* FRAGMENTO DEL TEXTO
Nuestro espíritu ahora ya realmente no soporta más, el muro sigue escupiendo sobre nosotros sus horrendas verdades y pedimos piedad a los gritos mientras los martillos nos masacran los cráneos junto a los acordes de “Waitings for the worms”. El propio Waters nos saca del infierno al gritar “Stop” y salir violentamente de este delirio para caer en otro aún peor “The Trial”. Con desesperación nos deslizamos hacia un final que conocemos de memoria, pero por el que clamamos, las animaciones vuelven para darnos el tiro de gracia, pavoneándose a lo ancho y a lo largo de todo el muro hasta que el horrendo juez dictamina lo que tanto ansiamos escuchar: “breaking the wall”. Ráfagas de imágenes se suceden sobre el muro narrando nuevamente toda la historia una y mil veces, mientras que detrás nuestro miles de voces empiezan a gritar la sentencia que se transforma en un mantra, un mantra que finalmente grita todo el estadio a voz en cuello. Por fin el muro literalmente se parte y cae en cascada; en un segundo de gloria ese muro que sin darnos cuenta, porque como en la vida estábamos distraídos en otras cuestiones, vimos levantar ante nuestros propios ojos se desmorona sobre el escenario al mismo tiempo que el jabalí cae sobre el campo y es destrozado por la gente. Nuestro sufrimiento también cede de golpe, para dar paso a una extraña paz y a un inmenso agradecimiento: no alcanzan los gritos, ni las ovaciones, ni los aplausos para expresar lo que sentimos. Con los restos del temible muro a sus pies los músicos con algunos pocos instrumentos se reúnen para celebrar junto a nosotros este inmenso y merecido momento de paz, que nos inunda hasta las lágrimas, con una magnífica y casi bucólica versión unplugged de “Outside de wall”.

* CONSIGNA
Responda estas preguntas sobre el texto acerca del concierto:
1. ¿Qué palabra grita Waters para sacar al público del infierno?
2. ¿Qué cae sobre el campo en el momento en que el muro se desmorona sobre el escenario?
3. ¿Qué clase de versión tocan los músicos con los restos del muro a sus pies?
Los registros no intervienen en esta tarea.

* EXTRACTOS DE DATOS
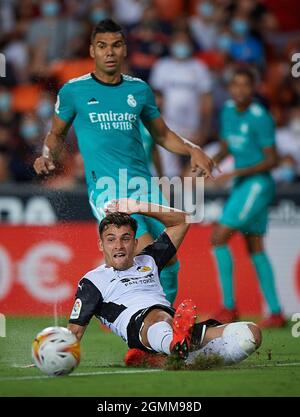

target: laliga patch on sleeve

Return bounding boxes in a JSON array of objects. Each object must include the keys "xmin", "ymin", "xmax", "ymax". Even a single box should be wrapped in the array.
[{"xmin": 70, "ymin": 298, "xmax": 82, "ymax": 319}]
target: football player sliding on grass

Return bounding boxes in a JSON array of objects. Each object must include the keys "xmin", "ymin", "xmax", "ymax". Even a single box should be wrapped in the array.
[{"xmin": 68, "ymin": 199, "xmax": 261, "ymax": 366}]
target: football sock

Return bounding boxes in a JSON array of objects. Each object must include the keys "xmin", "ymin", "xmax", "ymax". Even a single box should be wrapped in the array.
[
  {"xmin": 186, "ymin": 322, "xmax": 256, "ymax": 365},
  {"xmin": 147, "ymin": 321, "xmax": 173, "ymax": 355},
  {"xmin": 213, "ymin": 245, "xmax": 235, "ymax": 309},
  {"xmin": 251, "ymin": 252, "xmax": 281, "ymax": 314},
  {"xmin": 159, "ymin": 260, "xmax": 180, "ymax": 304}
]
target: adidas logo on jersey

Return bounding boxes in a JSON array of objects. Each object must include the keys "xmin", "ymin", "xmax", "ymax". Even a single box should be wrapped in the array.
[{"xmin": 87, "ymin": 97, "xmax": 99, "ymax": 105}]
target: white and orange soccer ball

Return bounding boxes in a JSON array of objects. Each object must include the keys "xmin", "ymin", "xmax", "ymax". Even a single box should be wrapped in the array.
[{"xmin": 32, "ymin": 327, "xmax": 80, "ymax": 376}]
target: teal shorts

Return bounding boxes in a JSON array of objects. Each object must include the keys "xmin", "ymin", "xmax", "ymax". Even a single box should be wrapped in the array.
[
  {"xmin": 89, "ymin": 184, "xmax": 170, "ymax": 239},
  {"xmin": 219, "ymin": 175, "xmax": 275, "ymax": 235}
]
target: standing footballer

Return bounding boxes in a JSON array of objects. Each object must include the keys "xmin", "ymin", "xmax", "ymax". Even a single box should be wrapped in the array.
[
  {"xmin": 212, "ymin": 68, "xmax": 285, "ymax": 327},
  {"xmin": 34, "ymin": 19, "xmax": 214, "ymax": 302}
]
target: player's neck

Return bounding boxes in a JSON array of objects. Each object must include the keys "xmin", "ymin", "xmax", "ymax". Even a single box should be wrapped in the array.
[
  {"xmin": 235, "ymin": 101, "xmax": 251, "ymax": 113},
  {"xmin": 94, "ymin": 69, "xmax": 122, "ymax": 84}
]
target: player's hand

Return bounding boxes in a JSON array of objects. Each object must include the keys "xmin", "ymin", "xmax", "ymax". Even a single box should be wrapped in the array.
[
  {"xmin": 191, "ymin": 148, "xmax": 221, "ymax": 178},
  {"xmin": 104, "ymin": 198, "xmax": 142, "ymax": 214},
  {"xmin": 33, "ymin": 156, "xmax": 55, "ymax": 175},
  {"xmin": 215, "ymin": 171, "xmax": 236, "ymax": 185}
]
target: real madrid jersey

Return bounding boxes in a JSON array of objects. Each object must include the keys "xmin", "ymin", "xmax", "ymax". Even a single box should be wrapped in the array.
[
  {"xmin": 69, "ymin": 232, "xmax": 176, "ymax": 341},
  {"xmin": 221, "ymin": 100, "xmax": 275, "ymax": 168},
  {"xmin": 55, "ymin": 73, "xmax": 160, "ymax": 197}
]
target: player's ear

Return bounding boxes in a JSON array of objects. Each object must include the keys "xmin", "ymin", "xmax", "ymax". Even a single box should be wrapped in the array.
[{"xmin": 90, "ymin": 44, "xmax": 95, "ymax": 58}]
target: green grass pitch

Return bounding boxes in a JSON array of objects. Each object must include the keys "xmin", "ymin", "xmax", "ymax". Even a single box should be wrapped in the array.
[{"xmin": 0, "ymin": 317, "xmax": 300, "ymax": 397}]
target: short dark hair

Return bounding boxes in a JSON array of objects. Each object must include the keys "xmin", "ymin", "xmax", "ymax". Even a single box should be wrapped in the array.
[
  {"xmin": 91, "ymin": 19, "xmax": 125, "ymax": 41},
  {"xmin": 99, "ymin": 212, "xmax": 137, "ymax": 237},
  {"xmin": 232, "ymin": 67, "xmax": 256, "ymax": 85}
]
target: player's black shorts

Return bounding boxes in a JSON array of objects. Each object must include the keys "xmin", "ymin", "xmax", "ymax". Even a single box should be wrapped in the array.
[{"xmin": 127, "ymin": 304, "xmax": 221, "ymax": 353}]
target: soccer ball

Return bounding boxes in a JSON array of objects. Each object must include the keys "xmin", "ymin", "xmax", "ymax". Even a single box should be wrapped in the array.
[{"xmin": 32, "ymin": 327, "xmax": 80, "ymax": 376}]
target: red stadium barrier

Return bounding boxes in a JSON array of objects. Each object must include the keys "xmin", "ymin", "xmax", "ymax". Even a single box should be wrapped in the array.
[{"xmin": 0, "ymin": 223, "xmax": 299, "ymax": 315}]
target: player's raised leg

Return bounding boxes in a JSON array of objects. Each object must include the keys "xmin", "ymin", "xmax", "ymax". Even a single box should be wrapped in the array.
[
  {"xmin": 211, "ymin": 224, "xmax": 237, "ymax": 323},
  {"xmin": 245, "ymin": 235, "xmax": 286, "ymax": 328},
  {"xmin": 186, "ymin": 322, "xmax": 262, "ymax": 365}
]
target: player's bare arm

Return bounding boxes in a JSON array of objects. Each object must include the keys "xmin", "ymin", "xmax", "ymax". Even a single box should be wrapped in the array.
[
  {"xmin": 197, "ymin": 92, "xmax": 213, "ymax": 146},
  {"xmin": 68, "ymin": 323, "xmax": 87, "ymax": 340},
  {"xmin": 106, "ymin": 198, "xmax": 189, "ymax": 249},
  {"xmin": 33, "ymin": 115, "xmax": 70, "ymax": 175},
  {"xmin": 146, "ymin": 117, "xmax": 215, "ymax": 178},
  {"xmin": 212, "ymin": 140, "xmax": 229, "ymax": 164}
]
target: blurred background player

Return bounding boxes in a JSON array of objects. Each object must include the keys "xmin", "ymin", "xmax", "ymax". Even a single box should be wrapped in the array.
[
  {"xmin": 68, "ymin": 199, "xmax": 261, "ymax": 366},
  {"xmin": 34, "ymin": 19, "xmax": 213, "ymax": 302},
  {"xmin": 211, "ymin": 68, "xmax": 285, "ymax": 327},
  {"xmin": 149, "ymin": 29, "xmax": 212, "ymax": 178}
]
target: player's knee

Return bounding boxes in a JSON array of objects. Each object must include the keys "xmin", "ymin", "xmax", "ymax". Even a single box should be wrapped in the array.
[{"xmin": 223, "ymin": 322, "xmax": 261, "ymax": 356}]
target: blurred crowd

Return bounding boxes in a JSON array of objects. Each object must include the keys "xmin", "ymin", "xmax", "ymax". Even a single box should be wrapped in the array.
[{"xmin": 0, "ymin": 0, "xmax": 300, "ymax": 189}]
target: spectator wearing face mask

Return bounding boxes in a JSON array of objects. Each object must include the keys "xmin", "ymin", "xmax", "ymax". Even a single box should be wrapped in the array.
[
  {"xmin": 0, "ymin": 85, "xmax": 17, "ymax": 127},
  {"xmin": 27, "ymin": 0, "xmax": 82, "ymax": 75},
  {"xmin": 150, "ymin": 31, "xmax": 212, "ymax": 177},
  {"xmin": 189, "ymin": 0, "xmax": 217, "ymax": 50},
  {"xmin": 229, "ymin": 15, "xmax": 265, "ymax": 66}
]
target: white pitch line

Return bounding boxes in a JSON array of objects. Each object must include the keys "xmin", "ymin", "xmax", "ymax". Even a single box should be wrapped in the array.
[
  {"xmin": 250, "ymin": 362, "xmax": 300, "ymax": 369},
  {"xmin": 0, "ymin": 362, "xmax": 300, "ymax": 381},
  {"xmin": 0, "ymin": 369, "xmax": 164, "ymax": 381}
]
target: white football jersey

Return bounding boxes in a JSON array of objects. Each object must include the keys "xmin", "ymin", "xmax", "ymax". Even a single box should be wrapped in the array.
[
  {"xmin": 69, "ymin": 233, "xmax": 176, "ymax": 342},
  {"xmin": 150, "ymin": 58, "xmax": 212, "ymax": 139}
]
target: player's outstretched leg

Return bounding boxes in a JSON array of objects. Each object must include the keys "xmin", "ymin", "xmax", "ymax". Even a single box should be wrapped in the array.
[
  {"xmin": 170, "ymin": 299, "xmax": 197, "ymax": 359},
  {"xmin": 124, "ymin": 349, "xmax": 167, "ymax": 368},
  {"xmin": 186, "ymin": 322, "xmax": 262, "ymax": 365}
]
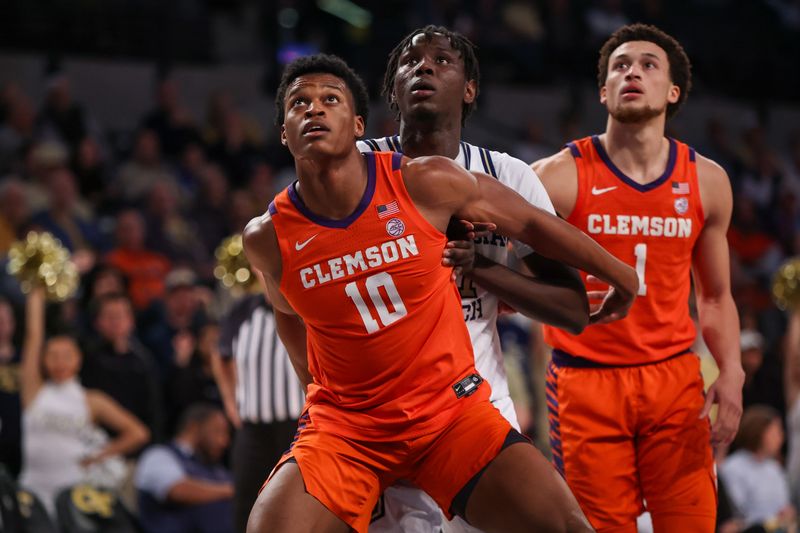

* RESPUESTA ESPERADA
1. Grita "Stop".
2. Cae el jabalí, que es destrozado por la gente.
3. Tocan una versión unplugged, magnífica y casi bucólica.